AIM OF THE EXERCISE: The reply should consist of the line containing "Query: car roof" and all lines after it in the listing below, reproduced exactly and nothing more.

[EXCERPTED DATA Boundary: Start]

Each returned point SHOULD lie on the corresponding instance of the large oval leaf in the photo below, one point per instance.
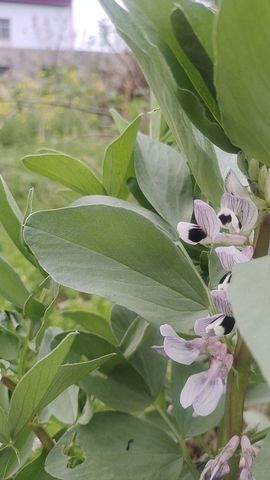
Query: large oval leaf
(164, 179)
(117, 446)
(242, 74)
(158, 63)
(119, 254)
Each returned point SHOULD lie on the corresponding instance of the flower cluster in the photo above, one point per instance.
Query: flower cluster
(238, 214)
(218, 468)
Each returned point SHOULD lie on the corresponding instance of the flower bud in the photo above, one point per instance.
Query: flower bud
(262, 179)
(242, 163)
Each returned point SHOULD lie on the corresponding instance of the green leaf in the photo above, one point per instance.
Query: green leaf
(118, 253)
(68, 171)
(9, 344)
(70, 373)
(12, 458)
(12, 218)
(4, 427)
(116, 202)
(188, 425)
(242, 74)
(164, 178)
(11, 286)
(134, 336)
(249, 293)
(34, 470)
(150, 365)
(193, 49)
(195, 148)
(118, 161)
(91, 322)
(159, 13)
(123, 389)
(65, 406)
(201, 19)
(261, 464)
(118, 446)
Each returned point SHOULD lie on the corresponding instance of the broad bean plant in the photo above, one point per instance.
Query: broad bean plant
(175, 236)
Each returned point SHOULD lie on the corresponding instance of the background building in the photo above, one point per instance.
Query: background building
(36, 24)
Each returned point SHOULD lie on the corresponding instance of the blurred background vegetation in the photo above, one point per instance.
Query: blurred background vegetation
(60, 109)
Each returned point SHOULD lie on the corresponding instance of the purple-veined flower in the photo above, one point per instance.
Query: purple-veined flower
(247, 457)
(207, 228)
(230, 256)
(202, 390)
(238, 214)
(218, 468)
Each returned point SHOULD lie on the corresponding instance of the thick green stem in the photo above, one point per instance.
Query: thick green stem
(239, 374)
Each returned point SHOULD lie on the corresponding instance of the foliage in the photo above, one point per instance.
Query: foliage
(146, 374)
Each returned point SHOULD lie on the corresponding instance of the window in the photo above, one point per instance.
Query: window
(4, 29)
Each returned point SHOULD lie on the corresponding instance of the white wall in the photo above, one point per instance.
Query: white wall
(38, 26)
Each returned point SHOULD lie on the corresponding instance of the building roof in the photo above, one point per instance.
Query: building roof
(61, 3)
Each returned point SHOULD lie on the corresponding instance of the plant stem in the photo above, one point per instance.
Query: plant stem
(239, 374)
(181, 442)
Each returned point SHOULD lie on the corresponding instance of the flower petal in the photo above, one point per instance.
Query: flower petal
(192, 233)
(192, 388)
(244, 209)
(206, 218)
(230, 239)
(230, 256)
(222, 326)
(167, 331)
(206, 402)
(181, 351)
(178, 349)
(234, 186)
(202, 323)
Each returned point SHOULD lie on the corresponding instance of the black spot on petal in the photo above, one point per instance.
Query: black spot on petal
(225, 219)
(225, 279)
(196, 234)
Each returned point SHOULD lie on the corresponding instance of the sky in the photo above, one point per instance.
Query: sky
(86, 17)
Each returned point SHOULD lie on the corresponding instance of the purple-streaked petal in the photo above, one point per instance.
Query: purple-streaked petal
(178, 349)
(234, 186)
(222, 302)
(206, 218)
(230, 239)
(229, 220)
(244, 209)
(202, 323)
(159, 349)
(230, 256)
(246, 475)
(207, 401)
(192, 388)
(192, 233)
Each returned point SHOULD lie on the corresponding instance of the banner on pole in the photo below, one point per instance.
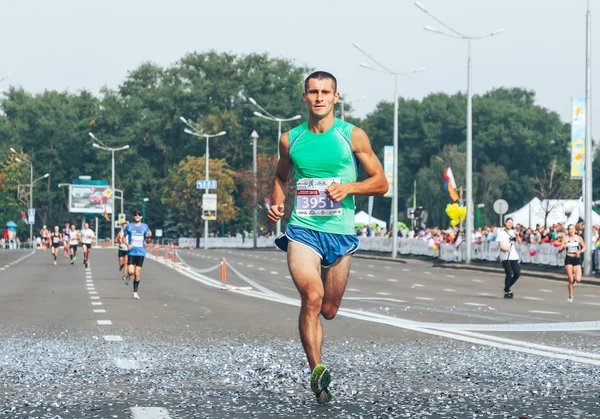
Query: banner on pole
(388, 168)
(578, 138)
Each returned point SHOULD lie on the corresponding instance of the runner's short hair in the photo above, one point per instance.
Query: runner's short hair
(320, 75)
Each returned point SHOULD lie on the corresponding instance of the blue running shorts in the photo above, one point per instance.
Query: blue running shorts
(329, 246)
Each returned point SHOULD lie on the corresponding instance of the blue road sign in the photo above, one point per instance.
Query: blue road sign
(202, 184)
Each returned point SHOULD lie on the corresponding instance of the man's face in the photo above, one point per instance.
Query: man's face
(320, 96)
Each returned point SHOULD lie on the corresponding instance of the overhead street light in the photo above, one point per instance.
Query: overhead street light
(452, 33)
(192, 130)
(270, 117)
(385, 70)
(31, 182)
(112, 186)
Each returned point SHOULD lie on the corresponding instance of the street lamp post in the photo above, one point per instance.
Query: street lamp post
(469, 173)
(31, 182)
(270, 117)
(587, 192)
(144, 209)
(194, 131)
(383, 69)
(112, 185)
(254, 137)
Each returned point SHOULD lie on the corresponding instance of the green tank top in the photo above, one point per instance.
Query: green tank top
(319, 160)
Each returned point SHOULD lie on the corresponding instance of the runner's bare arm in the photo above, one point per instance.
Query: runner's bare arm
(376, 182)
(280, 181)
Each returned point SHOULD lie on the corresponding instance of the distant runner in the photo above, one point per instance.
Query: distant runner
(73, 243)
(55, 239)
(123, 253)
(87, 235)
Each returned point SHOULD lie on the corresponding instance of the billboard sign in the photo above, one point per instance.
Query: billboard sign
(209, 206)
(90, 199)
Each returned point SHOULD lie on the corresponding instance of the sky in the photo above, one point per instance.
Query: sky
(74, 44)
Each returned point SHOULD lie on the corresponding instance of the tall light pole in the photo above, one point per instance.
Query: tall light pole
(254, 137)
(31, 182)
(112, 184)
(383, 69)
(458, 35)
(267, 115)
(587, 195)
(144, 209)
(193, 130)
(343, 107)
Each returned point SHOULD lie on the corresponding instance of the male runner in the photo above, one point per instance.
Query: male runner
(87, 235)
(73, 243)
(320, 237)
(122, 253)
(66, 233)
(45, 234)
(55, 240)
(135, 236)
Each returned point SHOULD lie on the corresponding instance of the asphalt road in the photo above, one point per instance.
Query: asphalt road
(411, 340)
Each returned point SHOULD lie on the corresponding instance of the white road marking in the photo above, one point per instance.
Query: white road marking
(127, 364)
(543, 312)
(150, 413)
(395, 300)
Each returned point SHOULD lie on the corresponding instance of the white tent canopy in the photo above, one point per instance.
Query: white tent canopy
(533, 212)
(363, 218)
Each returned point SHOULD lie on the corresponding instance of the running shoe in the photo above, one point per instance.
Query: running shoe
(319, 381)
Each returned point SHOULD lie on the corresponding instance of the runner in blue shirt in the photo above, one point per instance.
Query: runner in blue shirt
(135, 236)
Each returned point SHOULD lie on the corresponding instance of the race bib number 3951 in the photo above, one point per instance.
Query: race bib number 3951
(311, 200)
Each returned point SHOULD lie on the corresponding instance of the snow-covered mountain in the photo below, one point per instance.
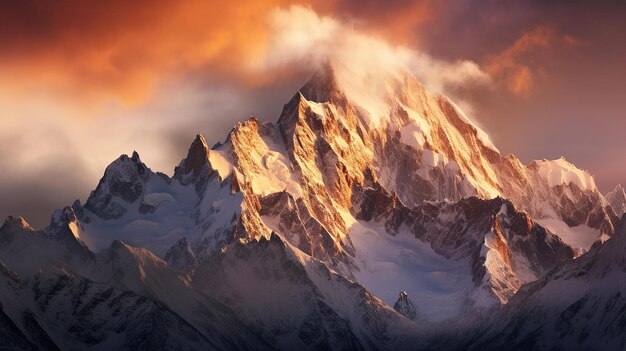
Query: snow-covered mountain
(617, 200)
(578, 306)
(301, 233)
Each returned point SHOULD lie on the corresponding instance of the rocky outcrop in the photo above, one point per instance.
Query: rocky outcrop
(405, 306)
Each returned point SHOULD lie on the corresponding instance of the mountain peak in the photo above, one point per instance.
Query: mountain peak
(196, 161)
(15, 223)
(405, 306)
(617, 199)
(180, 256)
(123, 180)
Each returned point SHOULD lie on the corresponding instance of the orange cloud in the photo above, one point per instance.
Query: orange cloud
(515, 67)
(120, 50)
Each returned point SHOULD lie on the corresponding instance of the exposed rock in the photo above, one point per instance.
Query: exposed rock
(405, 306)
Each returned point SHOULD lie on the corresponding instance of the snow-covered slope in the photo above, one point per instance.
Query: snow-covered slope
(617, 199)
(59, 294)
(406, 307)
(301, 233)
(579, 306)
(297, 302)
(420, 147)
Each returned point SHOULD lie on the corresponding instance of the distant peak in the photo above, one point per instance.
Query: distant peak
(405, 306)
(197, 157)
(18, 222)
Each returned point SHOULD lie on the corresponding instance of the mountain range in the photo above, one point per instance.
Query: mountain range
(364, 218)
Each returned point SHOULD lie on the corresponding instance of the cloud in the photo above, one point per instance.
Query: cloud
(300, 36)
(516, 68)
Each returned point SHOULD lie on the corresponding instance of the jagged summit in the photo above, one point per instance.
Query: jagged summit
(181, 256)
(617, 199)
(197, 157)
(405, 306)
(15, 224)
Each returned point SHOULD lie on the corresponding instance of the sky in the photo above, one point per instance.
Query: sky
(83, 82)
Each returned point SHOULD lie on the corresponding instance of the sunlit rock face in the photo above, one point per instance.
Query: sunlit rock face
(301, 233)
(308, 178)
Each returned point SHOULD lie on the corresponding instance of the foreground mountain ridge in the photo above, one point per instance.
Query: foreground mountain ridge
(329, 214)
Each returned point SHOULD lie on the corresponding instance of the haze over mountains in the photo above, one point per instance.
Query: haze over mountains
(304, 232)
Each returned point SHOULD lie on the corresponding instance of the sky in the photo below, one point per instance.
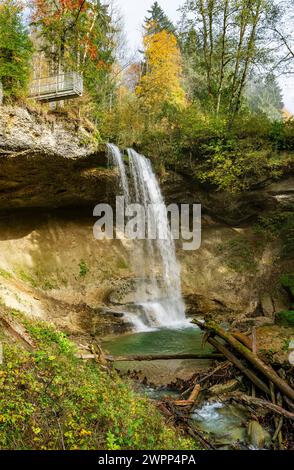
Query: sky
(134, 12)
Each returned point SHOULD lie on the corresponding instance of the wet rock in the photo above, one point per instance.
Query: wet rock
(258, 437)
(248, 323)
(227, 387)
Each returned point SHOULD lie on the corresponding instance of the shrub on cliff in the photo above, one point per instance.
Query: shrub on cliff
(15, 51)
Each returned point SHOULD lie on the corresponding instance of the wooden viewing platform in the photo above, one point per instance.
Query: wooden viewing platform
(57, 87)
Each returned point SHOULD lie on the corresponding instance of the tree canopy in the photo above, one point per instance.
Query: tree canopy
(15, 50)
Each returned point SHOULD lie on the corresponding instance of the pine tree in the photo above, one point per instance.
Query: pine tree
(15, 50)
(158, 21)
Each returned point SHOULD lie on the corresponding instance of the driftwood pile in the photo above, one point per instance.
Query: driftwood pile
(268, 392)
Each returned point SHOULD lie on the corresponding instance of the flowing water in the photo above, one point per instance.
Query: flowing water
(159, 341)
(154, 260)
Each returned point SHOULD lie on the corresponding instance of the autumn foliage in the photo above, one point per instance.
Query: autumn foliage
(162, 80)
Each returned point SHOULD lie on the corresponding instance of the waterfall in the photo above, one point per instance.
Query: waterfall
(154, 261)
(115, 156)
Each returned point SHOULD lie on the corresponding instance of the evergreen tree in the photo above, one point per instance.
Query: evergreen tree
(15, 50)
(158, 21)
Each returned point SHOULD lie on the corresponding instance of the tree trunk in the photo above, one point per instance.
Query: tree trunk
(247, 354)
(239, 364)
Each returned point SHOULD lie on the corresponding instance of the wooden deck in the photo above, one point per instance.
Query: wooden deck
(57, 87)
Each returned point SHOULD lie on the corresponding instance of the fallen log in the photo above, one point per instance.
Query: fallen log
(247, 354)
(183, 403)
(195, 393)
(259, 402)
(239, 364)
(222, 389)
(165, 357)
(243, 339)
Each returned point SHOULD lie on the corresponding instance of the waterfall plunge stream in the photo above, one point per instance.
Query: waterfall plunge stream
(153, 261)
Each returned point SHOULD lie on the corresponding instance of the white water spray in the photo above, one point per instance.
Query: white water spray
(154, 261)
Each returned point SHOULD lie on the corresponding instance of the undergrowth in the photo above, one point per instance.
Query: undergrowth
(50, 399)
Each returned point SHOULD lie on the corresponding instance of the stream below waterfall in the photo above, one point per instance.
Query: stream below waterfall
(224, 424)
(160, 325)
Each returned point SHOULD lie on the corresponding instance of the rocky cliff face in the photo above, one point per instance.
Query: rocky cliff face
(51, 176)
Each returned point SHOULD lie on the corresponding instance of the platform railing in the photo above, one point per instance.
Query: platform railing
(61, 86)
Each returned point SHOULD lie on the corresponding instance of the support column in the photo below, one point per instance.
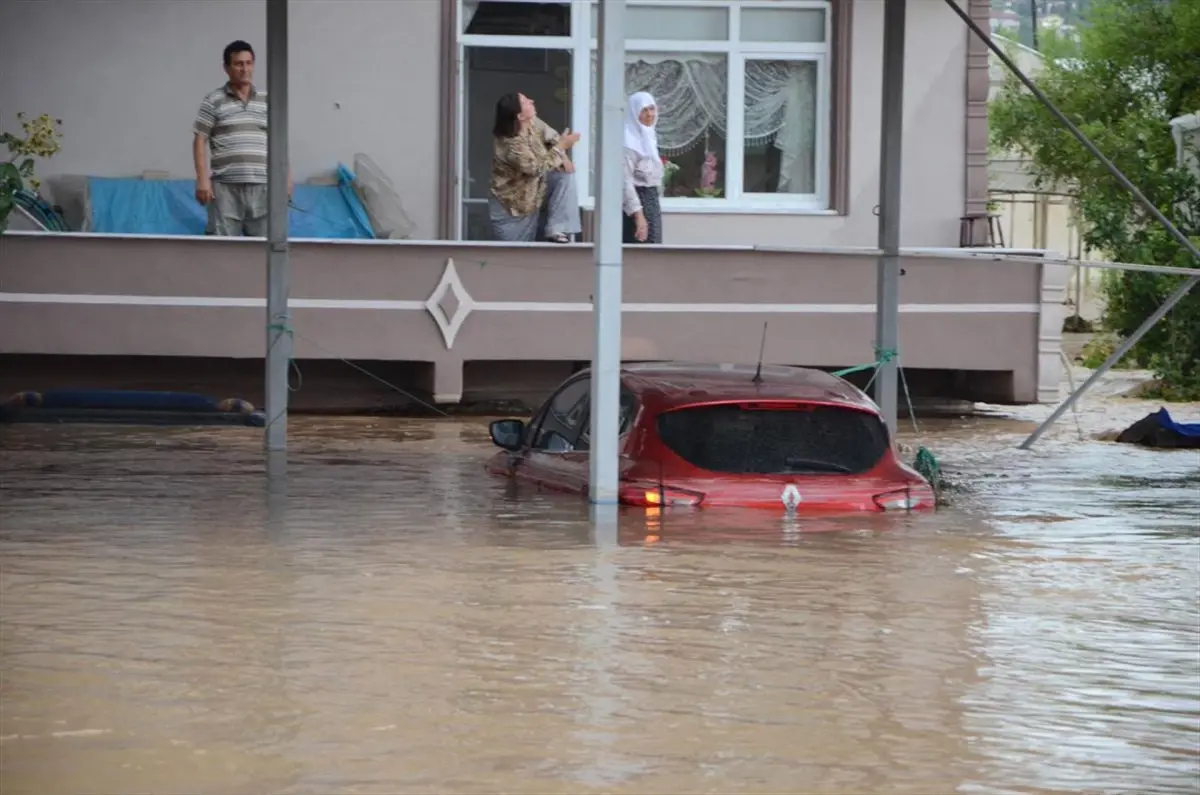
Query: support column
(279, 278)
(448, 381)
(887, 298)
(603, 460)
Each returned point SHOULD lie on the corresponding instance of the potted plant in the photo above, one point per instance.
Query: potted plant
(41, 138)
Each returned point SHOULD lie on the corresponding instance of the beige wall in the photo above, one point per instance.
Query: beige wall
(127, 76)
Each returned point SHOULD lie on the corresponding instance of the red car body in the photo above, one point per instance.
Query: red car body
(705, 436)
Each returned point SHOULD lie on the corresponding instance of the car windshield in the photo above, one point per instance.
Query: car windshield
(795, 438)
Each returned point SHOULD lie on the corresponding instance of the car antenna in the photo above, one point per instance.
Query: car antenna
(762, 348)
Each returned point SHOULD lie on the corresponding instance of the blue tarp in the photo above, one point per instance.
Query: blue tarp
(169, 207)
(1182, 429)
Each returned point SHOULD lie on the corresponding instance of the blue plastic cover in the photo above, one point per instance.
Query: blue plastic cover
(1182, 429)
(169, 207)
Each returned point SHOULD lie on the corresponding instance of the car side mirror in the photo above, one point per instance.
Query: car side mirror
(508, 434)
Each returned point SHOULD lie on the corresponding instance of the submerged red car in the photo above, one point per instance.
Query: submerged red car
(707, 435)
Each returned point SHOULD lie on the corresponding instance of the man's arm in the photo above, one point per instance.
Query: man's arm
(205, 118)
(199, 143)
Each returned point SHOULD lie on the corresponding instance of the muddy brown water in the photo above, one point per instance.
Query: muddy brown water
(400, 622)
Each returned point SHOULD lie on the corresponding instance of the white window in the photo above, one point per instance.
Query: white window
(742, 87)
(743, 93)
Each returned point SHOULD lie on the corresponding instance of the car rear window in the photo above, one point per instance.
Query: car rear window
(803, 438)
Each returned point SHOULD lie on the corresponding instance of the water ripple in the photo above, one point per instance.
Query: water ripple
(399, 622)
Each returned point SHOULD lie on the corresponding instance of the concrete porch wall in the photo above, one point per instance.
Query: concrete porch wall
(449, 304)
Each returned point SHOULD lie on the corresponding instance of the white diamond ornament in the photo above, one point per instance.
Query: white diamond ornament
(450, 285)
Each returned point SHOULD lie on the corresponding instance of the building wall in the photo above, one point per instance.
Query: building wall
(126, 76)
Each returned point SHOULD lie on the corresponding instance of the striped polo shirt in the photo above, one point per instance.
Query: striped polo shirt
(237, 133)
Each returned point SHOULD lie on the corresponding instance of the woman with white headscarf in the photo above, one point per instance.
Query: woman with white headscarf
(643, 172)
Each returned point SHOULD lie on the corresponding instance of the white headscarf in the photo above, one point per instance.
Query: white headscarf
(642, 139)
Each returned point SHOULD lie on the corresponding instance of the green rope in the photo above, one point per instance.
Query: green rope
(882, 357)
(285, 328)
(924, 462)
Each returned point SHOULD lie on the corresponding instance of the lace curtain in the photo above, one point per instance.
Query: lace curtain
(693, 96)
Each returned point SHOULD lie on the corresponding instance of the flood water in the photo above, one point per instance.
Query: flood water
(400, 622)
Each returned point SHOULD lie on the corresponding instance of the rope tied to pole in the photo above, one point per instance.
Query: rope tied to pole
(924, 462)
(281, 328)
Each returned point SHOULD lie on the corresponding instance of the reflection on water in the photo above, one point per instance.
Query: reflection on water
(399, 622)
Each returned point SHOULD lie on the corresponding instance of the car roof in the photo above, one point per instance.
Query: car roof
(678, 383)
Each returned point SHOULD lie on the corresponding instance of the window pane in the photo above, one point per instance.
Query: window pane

[EXCERPTED DATA Boundary: End]

ANSWER TO THIS EXERCISE:
Query: car roof
(678, 383)
Each returned point SHOULD lie on the corresponding instance of the window pane in the photo above, one point per instance.
Query: window pane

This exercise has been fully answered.